> [ЦИТИРУЕМЫЙ ОТРЫВОК]:
::::::

Жданов с платным аппаратом,

Шагинян, Сурков, Горбатов,

Главный фокусник – Илья…

Мог таким бы стать и я.

«Главный фокусник» – казалось бы, злее не скажешь. Но сам он однажды сказал о себе еще злее.

Когда-то, в молодости (в первом своем романе – «Хулио Хуренито»), Эренбург определил себя так: «Пакостник с идейными задумчивыми глазами».

Это была озорная ирония.

Но в те времена, о которых я сейчас вспоминаю, роль его, увы, была именно такой. И чем более честными и правдивыми выглядели его «идейные задумчивые глаза», тем лучше играл он роль, назначенную ему гениальным сценаристом.

Сознавал ли сам Эренбург (или, по крайней мере, чувствовал ли) всю двусмысленность той своей роли?

Не знаю. Не думаю.

…Вот какую историю рассказал мне однажды Семен Израилевич Липкин.

Его и Василия Семеновича Гроссмана пригласил как-то к себе на дачу Каверин. Предполагалось, что будет и Эренбург.

Но Эренбург в тот день не приехал. Не помню, то ли он заранее предупредил, что не сможет быть, то ли они ждали его какое-то время, а потом, так и не дождавшись, сели за стол.

На столе была водочка, какая-то закуска. (Василий Семенович, кстати говоря, любил выпить.) В общем, вечер и без Эренбурга прошел неплохо.

А Эренбург приехал на другой день. И вчерашнее застолье повторилось.

Но стол теперь уже был другой. Вместо водки – дорогой французский коньяк. И закуска другая, побогаче.

::::::

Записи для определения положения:
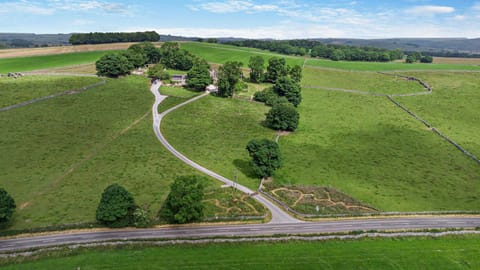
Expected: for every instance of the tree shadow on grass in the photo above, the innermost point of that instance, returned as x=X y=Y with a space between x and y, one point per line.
x=245 y=167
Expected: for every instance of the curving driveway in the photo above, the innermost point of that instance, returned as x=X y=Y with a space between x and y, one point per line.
x=278 y=215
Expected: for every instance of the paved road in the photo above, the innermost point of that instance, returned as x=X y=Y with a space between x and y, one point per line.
x=242 y=230
x=278 y=215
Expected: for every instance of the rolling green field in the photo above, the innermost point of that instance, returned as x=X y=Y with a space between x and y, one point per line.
x=14 y=91
x=459 y=252
x=63 y=152
x=453 y=106
x=214 y=132
x=217 y=53
x=376 y=66
x=22 y=64
x=361 y=145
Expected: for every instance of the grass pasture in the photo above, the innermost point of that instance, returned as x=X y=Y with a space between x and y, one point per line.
x=23 y=64
x=63 y=152
x=14 y=91
x=453 y=106
x=389 y=66
x=218 y=53
x=452 y=252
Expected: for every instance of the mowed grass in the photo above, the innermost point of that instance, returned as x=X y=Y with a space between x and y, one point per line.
x=14 y=91
x=376 y=66
x=453 y=106
x=218 y=53
x=459 y=252
x=59 y=155
x=23 y=64
x=363 y=81
x=214 y=133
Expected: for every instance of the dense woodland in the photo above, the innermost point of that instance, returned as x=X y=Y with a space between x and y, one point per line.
x=98 y=38
x=318 y=49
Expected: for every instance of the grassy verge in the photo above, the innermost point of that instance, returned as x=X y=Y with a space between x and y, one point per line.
x=14 y=91
x=48 y=61
x=452 y=252
x=374 y=66
x=217 y=53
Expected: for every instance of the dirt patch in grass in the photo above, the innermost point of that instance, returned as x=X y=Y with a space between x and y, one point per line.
x=318 y=200
x=227 y=202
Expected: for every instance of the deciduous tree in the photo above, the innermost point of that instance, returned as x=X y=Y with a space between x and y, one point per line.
x=265 y=156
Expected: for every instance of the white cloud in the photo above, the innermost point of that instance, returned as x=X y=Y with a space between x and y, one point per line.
x=231 y=6
x=430 y=10
x=25 y=7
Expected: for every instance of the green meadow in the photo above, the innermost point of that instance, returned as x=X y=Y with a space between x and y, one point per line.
x=14 y=91
x=23 y=64
x=389 y=66
x=452 y=252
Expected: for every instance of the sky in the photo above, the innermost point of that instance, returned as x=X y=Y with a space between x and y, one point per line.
x=284 y=19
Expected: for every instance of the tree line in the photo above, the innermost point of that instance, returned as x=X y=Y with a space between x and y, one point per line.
x=317 y=49
x=113 y=37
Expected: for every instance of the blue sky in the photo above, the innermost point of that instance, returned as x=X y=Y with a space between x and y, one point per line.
x=248 y=18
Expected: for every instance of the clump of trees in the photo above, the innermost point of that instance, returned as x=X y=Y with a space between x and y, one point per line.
x=116 y=207
x=266 y=157
x=317 y=49
x=184 y=203
x=282 y=116
x=198 y=77
x=7 y=206
x=98 y=38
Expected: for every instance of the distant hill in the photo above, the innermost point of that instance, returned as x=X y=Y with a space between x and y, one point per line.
x=426 y=45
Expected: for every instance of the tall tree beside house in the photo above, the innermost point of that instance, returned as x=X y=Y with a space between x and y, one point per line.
x=198 y=77
x=265 y=156
x=229 y=76
x=257 y=68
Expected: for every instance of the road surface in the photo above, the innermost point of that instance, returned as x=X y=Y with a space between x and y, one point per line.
x=192 y=231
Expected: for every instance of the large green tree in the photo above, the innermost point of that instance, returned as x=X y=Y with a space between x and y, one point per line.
x=116 y=207
x=7 y=205
x=184 y=203
x=198 y=77
x=229 y=75
x=257 y=68
x=265 y=156
x=282 y=116
x=113 y=65
x=286 y=87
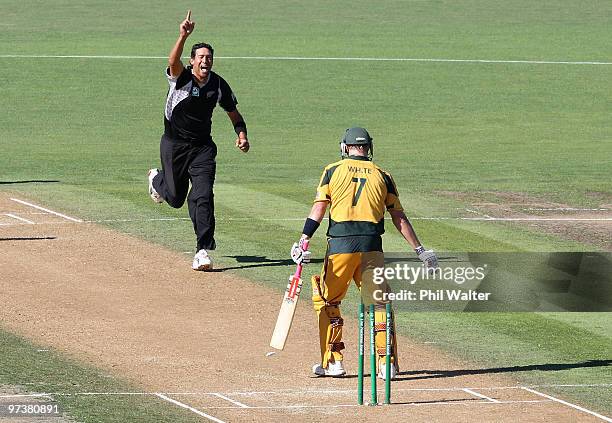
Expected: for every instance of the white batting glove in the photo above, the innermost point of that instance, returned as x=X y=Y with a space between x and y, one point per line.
x=299 y=255
x=428 y=257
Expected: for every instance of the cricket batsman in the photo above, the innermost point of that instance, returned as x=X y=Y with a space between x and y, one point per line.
x=357 y=193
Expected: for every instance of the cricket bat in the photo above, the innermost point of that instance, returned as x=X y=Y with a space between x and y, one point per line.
x=288 y=306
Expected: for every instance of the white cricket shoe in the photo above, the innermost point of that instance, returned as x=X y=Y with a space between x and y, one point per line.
x=334 y=369
x=154 y=194
x=202 y=261
x=382 y=373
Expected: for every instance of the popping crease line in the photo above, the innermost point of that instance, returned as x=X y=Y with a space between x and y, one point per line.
x=353 y=59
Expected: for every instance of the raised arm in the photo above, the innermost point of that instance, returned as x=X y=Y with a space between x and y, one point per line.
x=174 y=58
x=242 y=142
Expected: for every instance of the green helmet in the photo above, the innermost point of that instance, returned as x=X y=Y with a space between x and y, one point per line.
x=356 y=136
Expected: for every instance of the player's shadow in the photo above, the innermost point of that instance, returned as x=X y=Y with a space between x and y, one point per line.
x=261 y=261
x=31 y=181
x=549 y=367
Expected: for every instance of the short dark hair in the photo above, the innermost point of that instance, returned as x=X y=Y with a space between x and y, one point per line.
x=199 y=46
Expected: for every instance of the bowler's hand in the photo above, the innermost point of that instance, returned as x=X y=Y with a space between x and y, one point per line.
x=186 y=27
x=243 y=144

::::::

> [УСЛОВИЕ ЗАДАНИЯ]:
Верните дословно часть отрывка об Эренбурге, начиная со слов «Когда-то, в молодости» и заканчивая словами «Семен Израилевич Липкин.». Эти записи взяты из другого источника.

> [ГОТОВОЕ РЕШЕНИЕ]:
Когда-то, в молодости (в первом своем романе – «Хулио Хуренито»), Эренбург определил себя так: «Пакостник с идейными задумчивыми глазами».

Это была озорная ирония.

Но в те времена, о которых я сейчас вспоминаю, роль его, увы, была именно такой. И чем более честными и правдивыми выглядели его «идейные задумчивые глаза», тем лучше играл он роль, назначенную ему гениальным сценаристом.

Сознавал ли сам Эренбург (или, по крайней мере, чувствовал ли) всю двусмысленность той своей роли?

Не знаю. Не думаю.

…Вот какую историю рассказал мне однажды Семен Израилевич Липкин.